◆ Goal 1:
Using the Shriram Transport Finance excerpt, answer each of the following:
(a) In what year was Shriram Transport started, and by how many entrepreneurs?
(b) What rating is assigned to Shriram?
(c) What risk-free rate does the EVA model assume?
◆ Goal 2:
Carry the Shriram Transport Finance excerpt forward from the point at which it stops.

◆ Excerpted passage:
Begin

Shriram Transport Finance
Company description
Shriram Transport is the largest organized player in the pre-owned commercial
vehicle (CV) financing segment in India. It was started in 1979 by three
entrepreneurs and focuses on financing CVs. Subsequently it diversified into
financing 3-wheelers and tractors, and providing working capital, engine
replacement and tire loans to truck operators. Shriram has built a strong distribution
network with 484 branches, more than 14,000 employees and tie-ups with over 500
local financiers across the country, with a wide presence in South India.
Investment strategy
We rate Shriram Hold/Medium Risk. It has a unique business model, long track
record of operating profitably in a segment considered difficult by banks, healthy
asset quality, and an experienced and stable management team. Fundamentally,
the business has cyclical upside from: a) The turnaround in the Indian CV sales
cycle and its linkage to the strong industrial production cycle; b) Healthy demand for
financing of used vehicles as CVs financed during the last growth cycle (FY03-07)
come up for refinancing; c) An improving asset quality outlook for the industry as
economic activity has picked up smartly and prospects remain healthy; and d) A
robust return profile for Shriram, with ROEs of 23-26% over FY11-13E. However,
the stock has outperformed the market by a 73% in the past 12 months and
appears close to fair value at 3.1x 1Yr Fwd P/BV. While business fundamentals
remain consistent and healthy, we see limited upside to the stock price from current
levels.
Valuation
We value Shriram at Rs750 based on our EVA model, which captures the long-term
value of the business and is our standard valuation measure for CIRA India Banking
coverage. Our EVA model assumes: a) a risk-free rate of 8% (in line with secondary
market yields); b) longer-term loan loss provisions of 200bps given its higher asset
risk profile; c) loan spreads of 600bps due to its higher-yielding asset profile; and d)

End

◆ Data lines:
Begin

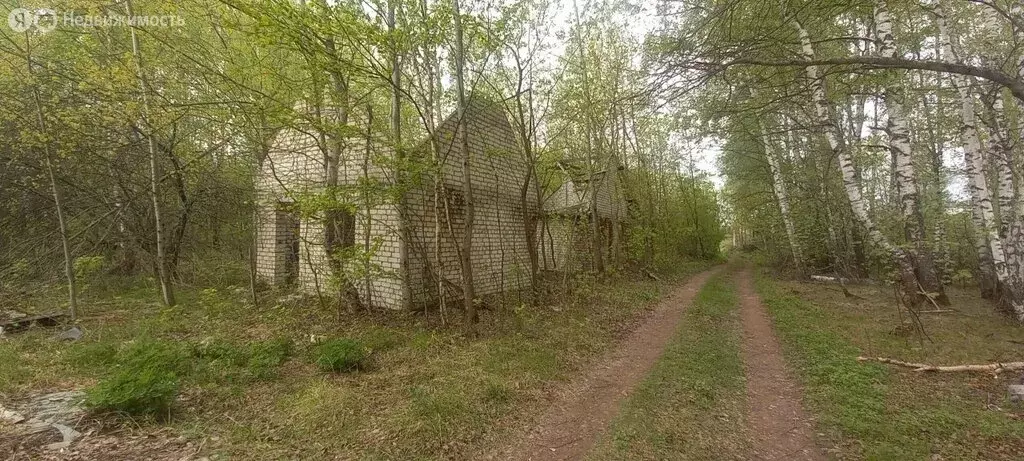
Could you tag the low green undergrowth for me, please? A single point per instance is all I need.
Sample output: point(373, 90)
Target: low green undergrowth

End

◆ Response 1:
(a) 1979, by three entrepreneurs.
(b) Hold/Medium Risk.
(c) 8%.

◆ Response 2:
long-term fee income growth of 10%. As a reference, we benchmark our fair value
off 2.75x 1Yr Fwd P/BV, the higher end of our target multiples for private-sector
banks (2-3.5x), based on this, the stock would be valued at Rs750. We believe
Shriram can trade towards the higher end of private banks during strong economic
growth and asset quality cycles due to its higher loan growth, superior ROE profile
and relatively niche lending segment, with high entry barriers for larger players.
Risks
We rate Shriram Medium Risk, even as our quantitative risk-rating system, which
tracks 260-day historical share price volatility, suggests Low Risk. We believe
Shriram's strong loan growth in recent years, inherently higher asset risks and
sensitivity to the economic environment suggest a Medium Risk profile. Key upside
risks for the stock are: a) Continued easy liquidity / low interest rate environment; b)
Better-than-expected loan growth; and c) Availability of a banking licence. Key
downside risks that could cause the stock to trade below our target include: a) Asset
quality - good so far, but rapid pace of loan growth suggests credit costs can rise; b)
Wholesale funding - can hurt in a tight-liquidity scenario; c) Execution of the planned
fee income initiatives; d) Regulatory changes in the NBFC and transportation
sectors.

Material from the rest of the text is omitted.